TASK DIRECTIONS. Summarize the forum thread on moss under a steel roof in two sentences.

GIVEN PASSAGE.
= = = = = = =
# Moss under steel



## glinka (Jul 5, 2012)

I have shingled roof on heated building that has moss growing on it. I cleaned it off and sprayed but it's coming back. Thinking of putting a steel roof on using purlins over the shingles. Will the moss be a problem?


----------



## Ox76 (Oct 22, 2018)

It wasn't for me. Had the same thing, moss on shingles. Purlined and laid steel roofing, been 4 years, no problems, moss dies because it's dark and dry and hot under there when the sun's out. Of course, I don't know for an absolute fact that the moss has died because I haven't tore up the roof to look and I never will. Maybe it's morphed into something weird and in that case I'd rather not see it anyways!


----------



## Farmerbrown2 (Sep 25, 2018)

Have you tried putting a zinc strip along top edge of roof I seen this years ago on This Old House. Zinc kills moss in lawns also. I have also heard that copper flashing also works to kill moss and extend the life of shingles's. I have a roof that needs to be replaced soon and every where there is copper flashing on the roof the shingles are still in good shape. Something to look into might save you some money.


----------



## Ox76 (Oct 22, 2018)

The copper strips are a real thing, for sure. I remember the old zinc coated tin roofs would run and stuff would be dead under the eaves and no moss or fungus growing on it.


----------
= = = = = = =
DATA LINES.
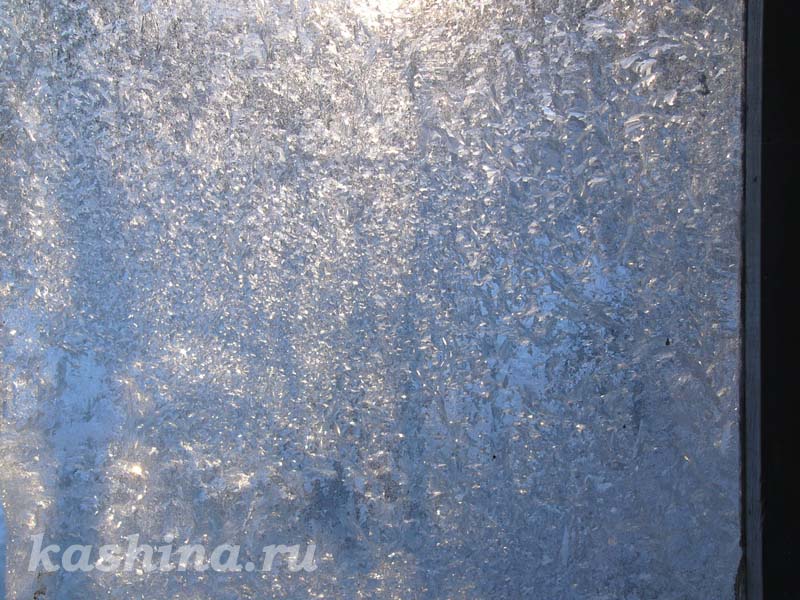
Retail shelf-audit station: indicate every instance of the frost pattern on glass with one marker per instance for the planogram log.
= = = = = = =
OUTPUT OF THE EXERCISE. A poster whose shingled roof on a heated building keeps growing moss after cleaning and spraying asks whether the moss will be a problem if steel roofing is laid on purlins over the shingles. One reply reports no problems after four years because it is dark, dry and hot under the steel when the sun is out, though the moss's death is unconfirmed, while other replies say zinc or copper strips kill moss, noting that shingles near copper flashing are still in good shape.